> [WHAT TO PRODUCE]: Repeat every entry exactly. Pictures stay out.

> [SOURCE INFORMATION]:
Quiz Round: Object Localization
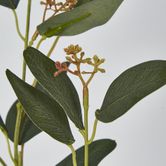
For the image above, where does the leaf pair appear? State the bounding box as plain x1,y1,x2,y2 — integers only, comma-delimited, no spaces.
5,46,117,164
6,70,75,145
6,47,84,145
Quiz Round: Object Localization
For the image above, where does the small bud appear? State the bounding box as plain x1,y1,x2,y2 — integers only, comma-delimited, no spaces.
93,55,100,63
66,56,73,62
80,52,85,59
64,44,82,55
82,58,92,64
55,61,61,70
97,68,106,73
100,58,105,64
54,61,68,77
54,71,60,77
61,63,68,70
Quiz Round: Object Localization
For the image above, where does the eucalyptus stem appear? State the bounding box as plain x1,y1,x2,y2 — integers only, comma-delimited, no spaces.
13,0,32,165
12,10,25,42
18,144,24,166
24,0,32,49
47,36,60,57
19,144,24,166
14,105,23,164
88,119,98,144
0,157,7,166
68,145,77,166
3,131,15,163
83,86,89,166
36,36,46,49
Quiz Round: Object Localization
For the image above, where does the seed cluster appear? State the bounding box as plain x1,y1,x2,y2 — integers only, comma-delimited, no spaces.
54,45,106,85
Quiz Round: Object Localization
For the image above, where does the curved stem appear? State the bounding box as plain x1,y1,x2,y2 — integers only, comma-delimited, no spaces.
42,4,48,22
0,157,7,166
77,64,86,86
0,129,15,164
36,36,46,49
88,119,98,144
86,69,96,86
68,145,77,166
14,105,23,164
14,0,32,165
47,36,60,57
12,10,25,41
4,133,15,163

> [EXERCISE OUTPUT]:
Quiz Round: Object Localization
For the image above, where does the leaf pair appear? State the bounding box as plain x1,y1,x2,y2 — integers only, comma-delimited, no spaces.
5,46,117,164
6,70,75,145
6,47,84,145
Quiz Round: Object Localization
For the image above, where does the small bud appear? State the bounding box as plain x1,y1,x2,y2 — integers only, comma-delimited, no spaces.
93,55,100,63
66,56,73,62
80,52,85,59
64,44,82,55
82,58,92,64
55,61,61,70
97,68,106,73
100,58,105,64
54,61,68,77
54,71,60,77
61,63,68,70
Quiz Round: Object Localization
For the image above, where does the eucalyptus stem appear? State the bounding box as plain x1,y1,x2,y2 — integers only, comma-delimited, no spaces.
13,0,32,165
12,10,25,42
18,144,24,166
24,0,32,49
47,36,60,57
19,144,24,166
14,105,23,164
88,119,98,144
0,157,7,166
68,145,77,166
3,131,15,163
83,86,89,166
36,36,46,49
Quiz Round: Object Localization
For the image above, where does the seed cluster appear? State the bounding box as plain x1,y1,x2,y2 — integers only, comma-delimited, no spaces.
54,45,106,85
Quiz Round: Object Localization
For the image above, where does the curved stem appear? State the bounding box as plain x1,y1,x2,y2 — integers only, comma-delimited, no spaces.
42,4,48,22
0,157,7,166
77,64,86,86
0,129,15,164
36,36,46,49
88,119,98,144
86,69,96,86
68,145,77,166
14,105,23,164
14,0,32,165
47,36,60,57
12,10,25,41
4,133,15,163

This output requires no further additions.